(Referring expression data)
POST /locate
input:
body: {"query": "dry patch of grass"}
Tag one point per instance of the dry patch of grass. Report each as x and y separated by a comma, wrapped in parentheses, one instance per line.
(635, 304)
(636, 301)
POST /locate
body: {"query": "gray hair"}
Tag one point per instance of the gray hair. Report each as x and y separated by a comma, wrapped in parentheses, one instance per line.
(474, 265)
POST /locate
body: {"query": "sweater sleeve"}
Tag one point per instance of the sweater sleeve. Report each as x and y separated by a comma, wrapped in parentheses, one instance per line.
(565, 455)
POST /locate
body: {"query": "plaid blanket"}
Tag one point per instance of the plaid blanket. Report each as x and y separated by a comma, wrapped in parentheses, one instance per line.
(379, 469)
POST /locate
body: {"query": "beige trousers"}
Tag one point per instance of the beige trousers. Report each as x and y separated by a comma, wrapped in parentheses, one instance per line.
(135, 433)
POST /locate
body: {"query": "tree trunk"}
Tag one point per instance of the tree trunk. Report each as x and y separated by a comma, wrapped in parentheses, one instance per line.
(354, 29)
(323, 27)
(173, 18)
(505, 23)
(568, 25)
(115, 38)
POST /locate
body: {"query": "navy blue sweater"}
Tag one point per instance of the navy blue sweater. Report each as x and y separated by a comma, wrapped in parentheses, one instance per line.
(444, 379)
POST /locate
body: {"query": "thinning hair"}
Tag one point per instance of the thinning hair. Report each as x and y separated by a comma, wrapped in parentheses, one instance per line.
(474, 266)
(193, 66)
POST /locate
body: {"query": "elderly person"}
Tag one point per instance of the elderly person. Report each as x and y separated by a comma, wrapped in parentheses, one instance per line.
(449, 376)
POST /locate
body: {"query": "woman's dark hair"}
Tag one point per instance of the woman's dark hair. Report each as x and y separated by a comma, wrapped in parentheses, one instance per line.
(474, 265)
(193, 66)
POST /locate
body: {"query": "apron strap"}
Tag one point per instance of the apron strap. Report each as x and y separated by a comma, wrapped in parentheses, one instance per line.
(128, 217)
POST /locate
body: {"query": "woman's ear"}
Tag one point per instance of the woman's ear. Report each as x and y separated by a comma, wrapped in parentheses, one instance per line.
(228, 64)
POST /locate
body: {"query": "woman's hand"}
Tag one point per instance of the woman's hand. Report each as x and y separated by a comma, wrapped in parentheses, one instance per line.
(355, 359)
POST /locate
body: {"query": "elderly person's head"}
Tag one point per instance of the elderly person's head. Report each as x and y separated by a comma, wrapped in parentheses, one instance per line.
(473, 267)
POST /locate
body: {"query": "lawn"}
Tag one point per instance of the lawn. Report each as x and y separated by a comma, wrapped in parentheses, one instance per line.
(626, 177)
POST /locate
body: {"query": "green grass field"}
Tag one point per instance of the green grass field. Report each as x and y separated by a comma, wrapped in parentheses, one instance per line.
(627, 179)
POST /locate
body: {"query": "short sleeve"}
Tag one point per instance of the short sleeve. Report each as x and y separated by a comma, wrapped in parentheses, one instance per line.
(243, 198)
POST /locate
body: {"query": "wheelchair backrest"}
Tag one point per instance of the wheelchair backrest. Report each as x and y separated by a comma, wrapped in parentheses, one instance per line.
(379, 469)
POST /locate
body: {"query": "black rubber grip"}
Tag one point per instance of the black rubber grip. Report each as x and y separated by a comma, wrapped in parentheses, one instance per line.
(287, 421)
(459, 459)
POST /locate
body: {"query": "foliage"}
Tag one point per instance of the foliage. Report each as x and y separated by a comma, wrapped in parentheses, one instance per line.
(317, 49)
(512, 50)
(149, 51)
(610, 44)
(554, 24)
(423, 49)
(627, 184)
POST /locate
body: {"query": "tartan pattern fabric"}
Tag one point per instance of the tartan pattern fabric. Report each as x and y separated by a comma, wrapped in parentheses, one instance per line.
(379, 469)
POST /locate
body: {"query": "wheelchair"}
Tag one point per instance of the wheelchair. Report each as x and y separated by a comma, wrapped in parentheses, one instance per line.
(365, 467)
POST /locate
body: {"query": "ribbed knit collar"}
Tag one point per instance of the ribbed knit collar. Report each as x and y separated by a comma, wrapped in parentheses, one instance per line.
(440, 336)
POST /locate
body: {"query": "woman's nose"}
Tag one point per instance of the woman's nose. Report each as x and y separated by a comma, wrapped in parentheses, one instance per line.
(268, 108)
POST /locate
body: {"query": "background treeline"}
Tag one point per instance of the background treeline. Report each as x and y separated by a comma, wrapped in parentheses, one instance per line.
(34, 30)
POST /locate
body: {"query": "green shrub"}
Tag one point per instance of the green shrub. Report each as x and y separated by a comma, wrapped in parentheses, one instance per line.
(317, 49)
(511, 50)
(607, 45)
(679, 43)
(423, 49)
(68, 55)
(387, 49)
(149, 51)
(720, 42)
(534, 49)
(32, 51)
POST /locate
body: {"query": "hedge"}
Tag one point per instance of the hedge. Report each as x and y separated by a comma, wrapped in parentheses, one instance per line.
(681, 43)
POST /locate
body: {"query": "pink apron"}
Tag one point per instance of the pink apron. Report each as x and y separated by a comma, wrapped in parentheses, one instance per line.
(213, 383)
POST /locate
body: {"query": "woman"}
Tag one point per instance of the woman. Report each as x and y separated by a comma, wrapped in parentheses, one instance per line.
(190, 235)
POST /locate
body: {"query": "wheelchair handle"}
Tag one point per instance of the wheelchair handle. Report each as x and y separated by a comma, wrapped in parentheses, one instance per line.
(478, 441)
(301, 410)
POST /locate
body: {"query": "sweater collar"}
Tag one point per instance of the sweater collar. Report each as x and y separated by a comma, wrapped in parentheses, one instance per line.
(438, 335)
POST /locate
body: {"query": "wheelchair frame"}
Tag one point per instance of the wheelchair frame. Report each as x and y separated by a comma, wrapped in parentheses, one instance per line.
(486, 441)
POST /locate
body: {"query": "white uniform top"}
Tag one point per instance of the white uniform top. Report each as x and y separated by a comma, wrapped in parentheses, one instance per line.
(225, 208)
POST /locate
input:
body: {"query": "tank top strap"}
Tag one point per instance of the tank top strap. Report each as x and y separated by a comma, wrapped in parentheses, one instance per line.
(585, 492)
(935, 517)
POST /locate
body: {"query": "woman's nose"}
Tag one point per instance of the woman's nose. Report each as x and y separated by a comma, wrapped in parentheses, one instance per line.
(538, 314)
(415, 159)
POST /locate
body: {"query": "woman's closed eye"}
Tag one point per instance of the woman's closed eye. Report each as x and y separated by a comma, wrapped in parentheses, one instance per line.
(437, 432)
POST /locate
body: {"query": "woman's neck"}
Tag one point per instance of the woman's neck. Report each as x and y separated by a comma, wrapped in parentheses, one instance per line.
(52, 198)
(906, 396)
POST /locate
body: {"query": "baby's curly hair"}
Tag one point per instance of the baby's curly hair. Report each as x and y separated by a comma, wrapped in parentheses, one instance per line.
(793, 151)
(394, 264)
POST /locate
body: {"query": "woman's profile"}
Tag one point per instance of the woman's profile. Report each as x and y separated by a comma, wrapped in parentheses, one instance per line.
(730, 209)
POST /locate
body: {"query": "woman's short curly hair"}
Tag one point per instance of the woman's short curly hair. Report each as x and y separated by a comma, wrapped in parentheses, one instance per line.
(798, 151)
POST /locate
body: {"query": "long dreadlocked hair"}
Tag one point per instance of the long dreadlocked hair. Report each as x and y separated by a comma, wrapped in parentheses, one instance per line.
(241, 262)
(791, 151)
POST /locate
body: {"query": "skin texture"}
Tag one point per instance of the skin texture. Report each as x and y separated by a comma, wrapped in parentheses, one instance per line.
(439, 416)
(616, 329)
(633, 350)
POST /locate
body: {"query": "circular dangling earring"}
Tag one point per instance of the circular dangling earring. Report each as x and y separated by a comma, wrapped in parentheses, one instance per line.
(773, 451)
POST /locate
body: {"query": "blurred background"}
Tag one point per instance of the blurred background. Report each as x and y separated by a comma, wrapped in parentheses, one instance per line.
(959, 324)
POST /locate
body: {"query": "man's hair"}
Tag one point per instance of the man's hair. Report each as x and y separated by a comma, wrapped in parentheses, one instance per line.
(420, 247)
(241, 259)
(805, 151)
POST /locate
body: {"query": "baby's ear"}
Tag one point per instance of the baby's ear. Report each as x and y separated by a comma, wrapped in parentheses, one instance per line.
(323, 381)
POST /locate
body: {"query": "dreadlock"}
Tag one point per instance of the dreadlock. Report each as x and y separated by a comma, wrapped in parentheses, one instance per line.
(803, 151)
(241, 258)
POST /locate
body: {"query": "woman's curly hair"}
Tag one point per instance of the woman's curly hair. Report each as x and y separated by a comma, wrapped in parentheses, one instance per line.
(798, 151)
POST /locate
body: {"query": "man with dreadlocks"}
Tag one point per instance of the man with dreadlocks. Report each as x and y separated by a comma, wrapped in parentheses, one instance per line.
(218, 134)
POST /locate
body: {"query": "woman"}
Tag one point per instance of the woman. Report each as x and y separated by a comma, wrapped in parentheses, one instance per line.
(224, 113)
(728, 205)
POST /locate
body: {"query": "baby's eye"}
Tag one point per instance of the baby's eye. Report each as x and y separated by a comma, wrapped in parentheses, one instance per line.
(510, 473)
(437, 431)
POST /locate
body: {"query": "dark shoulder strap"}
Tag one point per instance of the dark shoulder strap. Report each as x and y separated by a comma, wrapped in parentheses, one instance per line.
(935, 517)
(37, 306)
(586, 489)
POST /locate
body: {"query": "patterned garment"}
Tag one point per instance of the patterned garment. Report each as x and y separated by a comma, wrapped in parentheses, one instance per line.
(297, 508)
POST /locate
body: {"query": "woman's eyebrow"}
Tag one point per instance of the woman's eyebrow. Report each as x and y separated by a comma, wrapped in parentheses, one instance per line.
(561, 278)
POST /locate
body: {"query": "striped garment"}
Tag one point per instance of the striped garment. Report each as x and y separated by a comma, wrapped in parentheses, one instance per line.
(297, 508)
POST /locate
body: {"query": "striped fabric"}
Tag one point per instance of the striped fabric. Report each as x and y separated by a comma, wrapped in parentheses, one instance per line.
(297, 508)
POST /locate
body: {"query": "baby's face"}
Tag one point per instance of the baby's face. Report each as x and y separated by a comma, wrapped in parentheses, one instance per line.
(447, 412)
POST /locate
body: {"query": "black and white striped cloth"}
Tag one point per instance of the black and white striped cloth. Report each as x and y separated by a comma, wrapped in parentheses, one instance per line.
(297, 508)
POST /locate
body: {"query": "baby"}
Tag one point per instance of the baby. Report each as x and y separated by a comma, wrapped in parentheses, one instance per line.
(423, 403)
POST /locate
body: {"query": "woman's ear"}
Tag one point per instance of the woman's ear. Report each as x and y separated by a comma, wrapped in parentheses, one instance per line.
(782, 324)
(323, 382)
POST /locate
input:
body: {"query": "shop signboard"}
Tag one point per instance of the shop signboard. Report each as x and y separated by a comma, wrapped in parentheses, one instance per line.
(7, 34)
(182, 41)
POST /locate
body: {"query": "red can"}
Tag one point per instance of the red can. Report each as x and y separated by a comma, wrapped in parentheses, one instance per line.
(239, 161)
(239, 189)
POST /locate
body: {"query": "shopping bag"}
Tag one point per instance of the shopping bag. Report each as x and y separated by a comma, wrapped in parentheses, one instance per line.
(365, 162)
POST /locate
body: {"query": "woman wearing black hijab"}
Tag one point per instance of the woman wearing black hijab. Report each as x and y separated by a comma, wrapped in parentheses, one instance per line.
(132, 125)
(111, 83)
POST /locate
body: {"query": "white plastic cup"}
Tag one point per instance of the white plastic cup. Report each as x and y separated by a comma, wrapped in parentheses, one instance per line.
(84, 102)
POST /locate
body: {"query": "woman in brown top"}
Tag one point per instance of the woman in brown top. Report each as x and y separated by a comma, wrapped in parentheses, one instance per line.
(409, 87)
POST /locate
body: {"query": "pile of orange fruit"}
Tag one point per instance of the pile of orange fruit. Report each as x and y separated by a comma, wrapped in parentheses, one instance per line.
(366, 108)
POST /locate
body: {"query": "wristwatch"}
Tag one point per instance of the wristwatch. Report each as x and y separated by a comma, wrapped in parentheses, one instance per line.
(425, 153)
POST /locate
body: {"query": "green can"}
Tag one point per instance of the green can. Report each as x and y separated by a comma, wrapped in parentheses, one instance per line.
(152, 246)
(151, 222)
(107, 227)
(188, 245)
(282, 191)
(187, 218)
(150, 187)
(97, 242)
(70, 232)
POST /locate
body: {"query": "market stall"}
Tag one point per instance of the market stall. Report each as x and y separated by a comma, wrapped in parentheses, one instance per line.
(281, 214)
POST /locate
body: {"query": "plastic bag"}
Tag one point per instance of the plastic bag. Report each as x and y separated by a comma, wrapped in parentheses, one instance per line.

• [What you are asked to do]
Set down, please, the lines from the line holding "Tag one point per instance of the wristwatch." through the final line of the data, exactly and with nothing added.

• [Answer to this exercise]
Tag one point per instance of the wristwatch. Report each as x and y separated by a comma, wrapped in parentheses, one instance per line.
(425, 153)
POST /locate
body: {"query": "green can"}
Tag one point per instance of the green can. Report each as x and y separated by a comma, wrapped in parentheses, one instance per line.
(152, 246)
(151, 222)
(107, 227)
(188, 245)
(282, 191)
(187, 218)
(150, 187)
(97, 242)
(70, 232)
POST /locate
body: {"query": "market stall"}
Tag one point per instance of the market stall. Report each as x and y separated by a comma, wrapped in parentheses, one instance per line.
(281, 214)
POST /locate
body: {"query": "plastic bag"}
Tag one point per instance of the plastic bag. Report each as x and y separated by a comma, wrapped in parentheses, one instance per line.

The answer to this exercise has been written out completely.